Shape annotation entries
--- Start ---
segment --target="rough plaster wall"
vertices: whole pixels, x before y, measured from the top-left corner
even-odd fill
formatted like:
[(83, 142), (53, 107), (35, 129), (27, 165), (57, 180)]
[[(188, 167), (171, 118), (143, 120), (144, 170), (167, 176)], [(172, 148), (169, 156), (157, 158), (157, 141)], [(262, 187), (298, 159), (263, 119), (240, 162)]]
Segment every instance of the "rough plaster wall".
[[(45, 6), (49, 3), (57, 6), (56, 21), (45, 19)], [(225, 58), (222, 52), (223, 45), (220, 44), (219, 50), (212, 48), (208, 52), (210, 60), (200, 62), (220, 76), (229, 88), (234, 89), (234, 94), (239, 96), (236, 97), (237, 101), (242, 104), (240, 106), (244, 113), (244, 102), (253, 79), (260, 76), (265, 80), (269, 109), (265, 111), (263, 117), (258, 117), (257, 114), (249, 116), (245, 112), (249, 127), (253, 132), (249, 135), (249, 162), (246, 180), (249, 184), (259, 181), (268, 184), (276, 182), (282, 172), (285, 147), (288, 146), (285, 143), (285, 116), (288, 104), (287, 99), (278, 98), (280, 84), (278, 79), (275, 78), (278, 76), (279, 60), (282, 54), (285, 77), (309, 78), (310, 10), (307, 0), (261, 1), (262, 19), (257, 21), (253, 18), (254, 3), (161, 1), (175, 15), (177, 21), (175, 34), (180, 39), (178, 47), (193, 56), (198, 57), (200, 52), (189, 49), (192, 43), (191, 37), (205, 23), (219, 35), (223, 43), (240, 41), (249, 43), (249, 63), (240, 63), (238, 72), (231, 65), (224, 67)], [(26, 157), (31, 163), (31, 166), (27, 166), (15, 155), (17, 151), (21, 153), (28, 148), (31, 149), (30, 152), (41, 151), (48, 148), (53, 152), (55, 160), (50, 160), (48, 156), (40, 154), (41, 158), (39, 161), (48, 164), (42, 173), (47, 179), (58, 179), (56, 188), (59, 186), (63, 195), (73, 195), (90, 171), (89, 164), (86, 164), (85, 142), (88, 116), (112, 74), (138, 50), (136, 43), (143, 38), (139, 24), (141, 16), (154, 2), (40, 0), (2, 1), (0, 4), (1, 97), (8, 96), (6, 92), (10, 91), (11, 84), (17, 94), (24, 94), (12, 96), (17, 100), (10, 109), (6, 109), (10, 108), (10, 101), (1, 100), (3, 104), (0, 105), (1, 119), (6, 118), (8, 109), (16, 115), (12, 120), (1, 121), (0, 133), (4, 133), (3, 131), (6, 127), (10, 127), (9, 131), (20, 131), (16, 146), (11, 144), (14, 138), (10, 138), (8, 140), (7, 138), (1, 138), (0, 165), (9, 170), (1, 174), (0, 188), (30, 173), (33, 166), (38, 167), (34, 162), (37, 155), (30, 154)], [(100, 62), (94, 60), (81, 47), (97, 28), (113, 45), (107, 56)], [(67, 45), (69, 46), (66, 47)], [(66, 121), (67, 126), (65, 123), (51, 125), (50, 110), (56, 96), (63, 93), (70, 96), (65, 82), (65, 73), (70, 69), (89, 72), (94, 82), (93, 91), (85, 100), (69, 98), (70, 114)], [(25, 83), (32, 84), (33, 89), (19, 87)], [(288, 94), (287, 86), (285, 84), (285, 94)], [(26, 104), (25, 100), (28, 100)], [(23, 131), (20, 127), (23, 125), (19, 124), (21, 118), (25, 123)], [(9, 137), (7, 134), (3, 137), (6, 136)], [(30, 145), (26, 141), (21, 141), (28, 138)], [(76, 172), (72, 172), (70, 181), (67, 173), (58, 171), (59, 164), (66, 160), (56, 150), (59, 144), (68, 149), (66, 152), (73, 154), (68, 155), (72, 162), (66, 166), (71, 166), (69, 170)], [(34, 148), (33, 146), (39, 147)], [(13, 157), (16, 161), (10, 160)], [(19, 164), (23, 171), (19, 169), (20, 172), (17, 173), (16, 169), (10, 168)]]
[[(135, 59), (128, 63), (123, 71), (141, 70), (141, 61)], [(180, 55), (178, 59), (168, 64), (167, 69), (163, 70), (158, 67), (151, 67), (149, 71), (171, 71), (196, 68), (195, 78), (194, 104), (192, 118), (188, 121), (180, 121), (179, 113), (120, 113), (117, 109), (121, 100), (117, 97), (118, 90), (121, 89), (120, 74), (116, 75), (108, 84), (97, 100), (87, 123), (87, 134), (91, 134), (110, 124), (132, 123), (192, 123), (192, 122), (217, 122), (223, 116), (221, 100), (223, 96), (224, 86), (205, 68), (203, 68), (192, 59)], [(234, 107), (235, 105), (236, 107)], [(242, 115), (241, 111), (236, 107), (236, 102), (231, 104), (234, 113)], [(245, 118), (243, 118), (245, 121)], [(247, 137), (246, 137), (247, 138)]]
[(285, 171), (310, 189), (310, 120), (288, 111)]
--- End ---
■ TASK DIRECTIONS: Reproduce every line of the listing above precisely, without altering any character.

■ SOLUTION TO THIS PROBLEM:
segment --target="rough plaster wall"
vertices: whole pixels, x before y, measured from the top-left corner
even-odd fill
formatted like:
[(83, 142), (53, 107), (35, 129), (27, 165), (57, 180)]
[[(188, 167), (171, 118), (143, 120), (144, 170), (167, 176)], [(172, 148), (169, 156), (157, 158), (157, 141)], [(262, 187), (298, 159), (263, 119), (240, 162)]]
Segment every instance of the "rough plaster wall".
[[(45, 6), (49, 3), (57, 6), (56, 21), (45, 19)], [(225, 58), (222, 52), (223, 45), (220, 44), (219, 50), (212, 48), (208, 52), (210, 60), (200, 62), (220, 76), (229, 88), (234, 89), (234, 94), (239, 96), (236, 97), (237, 101), (242, 104), (240, 106), (244, 113), (244, 102), (253, 79), (260, 76), (265, 80), (269, 109), (265, 111), (263, 117), (258, 117), (257, 114), (249, 116), (245, 112), (249, 127), (253, 132), (249, 135), (249, 162), (246, 180), (249, 184), (259, 181), (268, 184), (276, 182), (282, 172), (285, 147), (288, 146), (285, 143), (285, 116), (288, 104), (287, 99), (278, 98), (280, 84), (278, 79), (275, 78), (278, 76), (279, 60), (282, 54), (285, 77), (309, 78), (310, 10), (307, 0), (261, 1), (262, 19), (257, 21), (253, 18), (254, 3), (161, 1), (175, 15), (177, 21), (175, 34), (180, 39), (178, 47), (193, 56), (198, 57), (200, 52), (189, 49), (192, 43), (191, 37), (205, 23), (219, 35), (223, 43), (240, 41), (249, 43), (249, 63), (240, 63), (238, 72), (231, 65), (224, 67)], [(26, 157), (31, 163), (31, 166), (27, 166), (15, 155), (17, 151), (21, 153), (28, 148), (31, 149), (30, 152), (41, 151), (48, 148), (53, 152), (55, 160), (50, 160), (48, 156), (40, 154), (41, 158), (39, 161), (48, 164), (42, 173), (47, 179), (58, 179), (56, 188), (59, 186), (63, 195), (73, 195), (90, 171), (89, 164), (86, 164), (85, 142), (88, 116), (112, 74), (138, 50), (136, 43), (143, 38), (139, 24), (141, 16), (154, 2), (40, 0), (2, 1), (0, 4), (1, 97), (8, 96), (6, 92), (10, 91), (11, 84), (17, 94), (24, 94), (12, 96), (17, 100), (10, 109), (6, 109), (10, 108), (10, 101), (1, 100), (3, 104), (0, 105), (1, 119), (6, 118), (8, 109), (16, 115), (12, 120), (1, 121), (0, 133), (4, 133), (3, 131), (6, 127), (10, 127), (9, 131), (20, 131), (16, 146), (11, 144), (14, 138), (10, 138), (8, 140), (7, 138), (1, 138), (0, 165), (9, 170), (1, 174), (0, 188), (30, 173), (33, 166), (38, 167), (34, 162), (37, 155), (30, 154)], [(100, 62), (94, 60), (81, 47), (97, 28), (113, 45), (107, 56)], [(67, 45), (69, 46), (66, 47)], [(66, 121), (67, 126), (65, 123), (51, 125), (50, 110), (56, 96), (63, 93), (70, 96), (65, 82), (65, 73), (70, 69), (89, 72), (94, 82), (93, 91), (85, 100), (69, 98), (70, 114)], [(25, 83), (32, 84), (33, 89), (19, 87)], [(288, 94), (287, 86), (285, 84), (285, 94)], [(26, 104), (25, 100), (28, 100)], [(23, 131), (20, 127), (23, 125), (19, 124), (21, 118), (25, 123)], [(9, 137), (7, 134), (3, 137), (6, 136)], [(30, 145), (26, 141), (21, 141), (28, 138)], [(76, 172), (72, 172), (70, 181), (67, 173), (58, 171), (59, 164), (66, 160), (56, 150), (59, 144), (68, 149), (66, 152), (73, 154), (68, 155), (72, 162), (66, 166), (71, 166), (69, 170)], [(34, 148), (33, 146), (39, 147)], [(13, 157), (16, 161), (10, 160)], [(19, 164), (23, 171), (19, 169), (20, 172), (17, 173), (16, 169), (10, 168)]]
[[(135, 59), (128, 63), (123, 71), (141, 70), (141, 61)], [(180, 55), (178, 59), (168, 64), (167, 69), (163, 70), (158, 67), (151, 67), (149, 71), (171, 71), (196, 68), (195, 78), (194, 104), (192, 118), (188, 121), (180, 121), (179, 113), (120, 113), (117, 109), (121, 100), (117, 97), (118, 90), (121, 89), (120, 74), (116, 75), (108, 84), (97, 100), (87, 123), (87, 134), (91, 134), (110, 124), (132, 123), (192, 123), (192, 122), (217, 122), (223, 116), (221, 100), (223, 96), (224, 86), (205, 68), (203, 68), (192, 59)], [(234, 107), (235, 105), (236, 107)], [(242, 115), (241, 111), (236, 107), (236, 102), (231, 104), (234, 113)], [(245, 118), (243, 118), (245, 121)], [(247, 137), (246, 137), (247, 138)]]
[(285, 171), (310, 189), (310, 120), (288, 111)]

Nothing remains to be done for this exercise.